▶ SOURCE EXTRACT:
Chris Blue | Photo by Nathan Sparks

CV: That’s right! You’re coming up on your third season with Appalachia Sessions, right?

CB: It’s unbelievable. Time flies. But things have been going great there. I’m a Telly Award winner, and I’m grateful for that. I’m a vocal coach now, too.

CV: So where did the switch happen to begin a move to Gospel?

CB: Along the way, I’ve never lost my faith. God has always stayed close to me, and that’s how we’ve come to this space now where I wanted to do something for God, something for my faith. So I started just imagining what would it be like to create a gospel project, but not just any gospel project because there’s tons of gospel music out there, but how do I recapture those lost gems that my grandmother grew up on, my mother grew up on, and also I grew up on because of them? That’s how Foundations: The Hymns of My Heart was first conceived.

CV: You told us back in 2019, “The music industry is not feeding me. What I need is love. I need joy….I need truth. And I’m not getting a whole lot of that.” Did that play a role in your move to gospel?

CB: Yes. The catalyst to all of my success has been being true to who I truly am, valuing my faith and staying in alignment with my core values, systems, structures, and beliefs, right? That’s been the catalyst to all of my success: trusting myself, trusting the voice that lives inside of me and just being me, just being enough for myself, and knowing I don’t need to be like anyone else. When I got into the marketplace, I began to compare, and I started looking at what everyone else had and what I didn’t have. So I started ignoring myself and listening to other people, trusting them more than what has gotten me to this point. Once I started trusting others, I noticed I started changing, and I started looking more like them, talking more like them, sounding more like them, and losing my identity.

CV: I can imagine that being an unexpected response to entering your dream industry.

CB: Music is in my core. It’s all I’ve ever known. But I’ve known myself longer than I’ve known music. The reason I’ve been able to make the right choices is because I believed in myself and trusted in myself. But the moment I stopped doing that, I started noticing certain things weren’t going my way and opportunities wouldn’t come, or I’d get overlooked. The person you have to become in order to really have great value and respect in the music industry was a bit distasteful for me. And so I don’t classify myself as a music artist. I’m an artist who just so happens to use music as his platform to paint his picture.

CV: How did you overcome that struggle?

CB: Someone asked me a question one day, and it was my wake up call. The funny thing is I’ve heard the question numerous times before, but for whatever reason in this particular situation, something clicked. The question they asked me was, “What was the most important thing you learned from being on The Voice?” In that moment, I actually took time to think about the question and the answer came out, and it was all I ever needed to hear…I am enough. I think that’s how I overcame all of it, just realizing who I truly am and knowing that I’m enough. 

CV: You’re a local worship pastor, too. Did that influence your desire to record in this genre?

▶ PROBLEM DETAILS:
Answer these questions about the interview with Chris Blue:
(a) What award does Chris Blue say he has won?
(b) What is the title of the gospel project he describes?
(c) What question did he call his wake-up call?
The listing after this interview is separate material.

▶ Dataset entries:
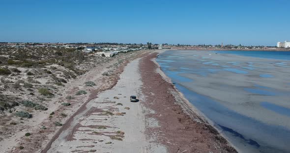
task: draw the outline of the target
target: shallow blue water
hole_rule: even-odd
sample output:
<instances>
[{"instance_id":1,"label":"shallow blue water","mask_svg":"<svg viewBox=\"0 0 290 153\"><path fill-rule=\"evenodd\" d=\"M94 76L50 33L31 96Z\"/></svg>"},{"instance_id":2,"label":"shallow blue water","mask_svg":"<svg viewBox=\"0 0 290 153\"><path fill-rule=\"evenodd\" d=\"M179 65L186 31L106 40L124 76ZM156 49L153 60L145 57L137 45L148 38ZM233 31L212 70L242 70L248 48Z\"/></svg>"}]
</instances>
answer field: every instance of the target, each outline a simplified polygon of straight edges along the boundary
<instances>
[{"instance_id":1,"label":"shallow blue water","mask_svg":"<svg viewBox=\"0 0 290 153\"><path fill-rule=\"evenodd\" d=\"M224 70L225 70L226 71L232 72L234 72L234 73L238 74L246 74L248 73L248 72L247 71L240 70L238 70L237 69L226 68L226 69L224 69Z\"/></svg>"},{"instance_id":2,"label":"shallow blue water","mask_svg":"<svg viewBox=\"0 0 290 153\"><path fill-rule=\"evenodd\" d=\"M260 105L265 108L273 111L278 114L290 117L290 109L289 108L268 102L262 102L260 103Z\"/></svg>"},{"instance_id":3,"label":"shallow blue water","mask_svg":"<svg viewBox=\"0 0 290 153\"><path fill-rule=\"evenodd\" d=\"M290 51L214 51L214 52L256 57L290 60Z\"/></svg>"},{"instance_id":4,"label":"shallow blue water","mask_svg":"<svg viewBox=\"0 0 290 153\"><path fill-rule=\"evenodd\" d=\"M274 76L269 74L261 74L260 75L261 77L273 77Z\"/></svg>"},{"instance_id":5,"label":"shallow blue water","mask_svg":"<svg viewBox=\"0 0 290 153\"><path fill-rule=\"evenodd\" d=\"M276 96L277 94L274 92L269 91L267 90L261 90L259 89L253 88L244 88L244 90L248 92L250 92L254 94L258 94L264 96Z\"/></svg>"},{"instance_id":6,"label":"shallow blue water","mask_svg":"<svg viewBox=\"0 0 290 153\"><path fill-rule=\"evenodd\" d=\"M250 61L242 63L227 63L207 59L207 57L199 57L206 59L205 61L198 59L198 57L196 57L196 59L195 59L195 57L193 58L194 55L190 54L190 51L171 51L168 53L166 51L160 55L157 61L161 64L161 68L165 74L175 84L176 88L184 95L190 102L212 121L216 127L224 131L228 136L238 138L234 138L233 139L237 139L238 143L241 143L242 146L244 145L245 148L250 147L257 149L257 151L255 151L255 153L290 153L290 147L288 147L288 142L290 141L290 131L288 129L282 127L269 125L238 113L228 108L226 106L222 104L220 102L217 101L217 100L189 90L185 85L186 84L190 85L189 86L194 86L195 83L196 83L195 82L199 81L198 77L209 77L215 73L222 74L226 71L229 71L240 76L251 76L252 73L255 72L255 69L261 69L256 68L273 68L260 67L259 63ZM172 52L175 53L175 54L172 55ZM177 57L179 57L179 55L184 58L184 59L178 59L179 58ZM217 63L220 65L215 64ZM242 65L240 63L243 64L242 67L239 66ZM244 66L244 63L248 63L249 65ZM284 64L286 64L287 63L275 64L276 64L276 66L286 66ZM232 68L228 65L230 65ZM274 76L263 73L261 73L258 75L261 75L260 76L263 77ZM188 76L185 75L184 74L188 74ZM257 74L255 76L257 76ZM192 78L195 78L195 80L190 78L190 77L194 77ZM195 77L198 77L196 80ZM261 78L261 80L266 79ZM259 84L267 84L262 83L262 82L257 82ZM220 85L222 86L223 85ZM244 91L241 92L240 94L247 93L245 94L245 97L253 94L255 95L254 96L277 96L287 95L287 93L283 91L276 91L275 89L268 87L258 84L252 85L254 87L241 87L240 90L242 91L243 89ZM208 93L208 95L210 95L210 93ZM286 110L288 110L283 109L283 108L279 107L279 106L277 105L270 105L273 104L273 102L271 102L270 104L260 102L259 102L257 103L260 103L261 107L277 113L283 113L283 115L288 116L286 114L287 113L285 112ZM283 113L278 113L281 110ZM268 139L269 137L271 139ZM282 150L280 150L281 148Z\"/></svg>"}]
</instances>

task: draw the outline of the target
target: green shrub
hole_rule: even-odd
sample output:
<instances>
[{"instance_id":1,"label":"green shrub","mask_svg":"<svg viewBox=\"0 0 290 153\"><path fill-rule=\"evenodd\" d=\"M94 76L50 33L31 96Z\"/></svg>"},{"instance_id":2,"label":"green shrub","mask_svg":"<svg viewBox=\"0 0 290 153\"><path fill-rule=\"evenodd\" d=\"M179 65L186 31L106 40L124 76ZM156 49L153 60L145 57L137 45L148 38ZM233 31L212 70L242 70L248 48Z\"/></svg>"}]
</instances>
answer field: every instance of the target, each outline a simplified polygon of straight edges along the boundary
<instances>
[{"instance_id":1,"label":"green shrub","mask_svg":"<svg viewBox=\"0 0 290 153\"><path fill-rule=\"evenodd\" d=\"M98 129L106 129L107 128L106 128L106 127L103 126L99 126L99 127L98 127Z\"/></svg>"},{"instance_id":2,"label":"green shrub","mask_svg":"<svg viewBox=\"0 0 290 153\"><path fill-rule=\"evenodd\" d=\"M41 105L41 104L37 104L34 107L35 110L47 110L48 109L45 106Z\"/></svg>"},{"instance_id":3,"label":"green shrub","mask_svg":"<svg viewBox=\"0 0 290 153\"><path fill-rule=\"evenodd\" d=\"M21 111L15 113L17 116L23 118L30 118L32 117L32 115L27 112Z\"/></svg>"},{"instance_id":4,"label":"green shrub","mask_svg":"<svg viewBox=\"0 0 290 153\"><path fill-rule=\"evenodd\" d=\"M32 88L33 87L33 85L29 83L25 82L23 86L27 88Z\"/></svg>"},{"instance_id":5,"label":"green shrub","mask_svg":"<svg viewBox=\"0 0 290 153\"><path fill-rule=\"evenodd\" d=\"M55 125L56 125L56 126L59 127L59 126L62 126L62 124L59 122L56 122L55 123Z\"/></svg>"},{"instance_id":6,"label":"green shrub","mask_svg":"<svg viewBox=\"0 0 290 153\"><path fill-rule=\"evenodd\" d=\"M63 117L66 117L67 116L67 115L66 115L66 114L64 114L63 113L60 113L60 116L62 116Z\"/></svg>"},{"instance_id":7,"label":"green shrub","mask_svg":"<svg viewBox=\"0 0 290 153\"><path fill-rule=\"evenodd\" d=\"M117 134L121 134L121 135L124 135L125 134L125 132L120 131L120 130L118 130L116 132Z\"/></svg>"},{"instance_id":8,"label":"green shrub","mask_svg":"<svg viewBox=\"0 0 290 153\"><path fill-rule=\"evenodd\" d=\"M34 74L33 74L32 72L29 71L29 72L28 72L27 74L27 75L29 75L29 76L32 76L32 75L34 75Z\"/></svg>"},{"instance_id":9,"label":"green shrub","mask_svg":"<svg viewBox=\"0 0 290 153\"><path fill-rule=\"evenodd\" d=\"M68 106L70 105L70 103L68 102L63 102L61 105L64 106Z\"/></svg>"},{"instance_id":10,"label":"green shrub","mask_svg":"<svg viewBox=\"0 0 290 153\"><path fill-rule=\"evenodd\" d=\"M56 84L59 86L64 86L64 85L61 83L60 82L56 82Z\"/></svg>"},{"instance_id":11,"label":"green shrub","mask_svg":"<svg viewBox=\"0 0 290 153\"><path fill-rule=\"evenodd\" d=\"M56 53L56 55L58 55L58 56L61 56L61 55L62 55L62 52L61 52L60 51L57 51L55 52L55 53Z\"/></svg>"},{"instance_id":12,"label":"green shrub","mask_svg":"<svg viewBox=\"0 0 290 153\"><path fill-rule=\"evenodd\" d=\"M11 72L7 69L0 68L0 76L9 75L11 74Z\"/></svg>"},{"instance_id":13,"label":"green shrub","mask_svg":"<svg viewBox=\"0 0 290 153\"><path fill-rule=\"evenodd\" d=\"M38 63L36 62L25 61L22 63L22 66L25 67L31 67L37 66L38 65Z\"/></svg>"},{"instance_id":14,"label":"green shrub","mask_svg":"<svg viewBox=\"0 0 290 153\"><path fill-rule=\"evenodd\" d=\"M25 133L25 136L29 136L30 135L31 135L31 134L29 132L27 132L27 133Z\"/></svg>"},{"instance_id":15,"label":"green shrub","mask_svg":"<svg viewBox=\"0 0 290 153\"><path fill-rule=\"evenodd\" d=\"M21 73L21 71L18 70L17 68L13 68L11 69L11 71L14 72Z\"/></svg>"},{"instance_id":16,"label":"green shrub","mask_svg":"<svg viewBox=\"0 0 290 153\"><path fill-rule=\"evenodd\" d=\"M66 96L66 97L65 98L67 100L72 100L72 99L74 99L75 98L72 96Z\"/></svg>"},{"instance_id":17,"label":"green shrub","mask_svg":"<svg viewBox=\"0 0 290 153\"><path fill-rule=\"evenodd\" d=\"M53 94L46 88L40 88L38 89L38 92L44 96L53 95Z\"/></svg>"},{"instance_id":18,"label":"green shrub","mask_svg":"<svg viewBox=\"0 0 290 153\"><path fill-rule=\"evenodd\" d=\"M29 100L24 100L20 102L24 106L28 107L33 108L36 105L36 103L33 102Z\"/></svg>"},{"instance_id":19,"label":"green shrub","mask_svg":"<svg viewBox=\"0 0 290 153\"><path fill-rule=\"evenodd\" d=\"M78 91L78 92L76 94L76 95L83 95L83 94L87 94L87 91L86 91L85 90L81 90Z\"/></svg>"},{"instance_id":20,"label":"green shrub","mask_svg":"<svg viewBox=\"0 0 290 153\"><path fill-rule=\"evenodd\" d=\"M91 81L87 81L85 82L85 84L87 87L92 87L94 85L96 85L96 84L94 82Z\"/></svg>"},{"instance_id":21,"label":"green shrub","mask_svg":"<svg viewBox=\"0 0 290 153\"><path fill-rule=\"evenodd\" d=\"M8 59L8 60L7 61L7 63L8 65L13 65L13 64L17 64L17 62L16 62L16 61L14 61L14 60L12 60L12 59Z\"/></svg>"},{"instance_id":22,"label":"green shrub","mask_svg":"<svg viewBox=\"0 0 290 153\"><path fill-rule=\"evenodd\" d=\"M102 73L102 75L104 76L109 76L109 73L107 72L105 72Z\"/></svg>"},{"instance_id":23,"label":"green shrub","mask_svg":"<svg viewBox=\"0 0 290 153\"><path fill-rule=\"evenodd\" d=\"M44 70L44 72L45 72L45 73L46 73L48 74L51 74L53 73L52 72L51 72L51 71L46 69Z\"/></svg>"}]
</instances>

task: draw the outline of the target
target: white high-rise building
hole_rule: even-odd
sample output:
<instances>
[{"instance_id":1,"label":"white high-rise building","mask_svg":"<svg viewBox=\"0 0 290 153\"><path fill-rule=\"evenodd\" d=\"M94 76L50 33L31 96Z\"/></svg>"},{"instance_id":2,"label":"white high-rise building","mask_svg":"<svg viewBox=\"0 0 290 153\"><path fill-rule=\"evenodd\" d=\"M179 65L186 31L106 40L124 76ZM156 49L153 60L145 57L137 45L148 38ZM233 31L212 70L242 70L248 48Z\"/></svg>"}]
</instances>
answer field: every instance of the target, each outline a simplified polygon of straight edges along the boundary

▶ IN RESPONSE:
(a) A Telly Award.
(b) Foundations: The Hymns of My Heart.
(c) "What was the most important thing you learned from being on The Voice?"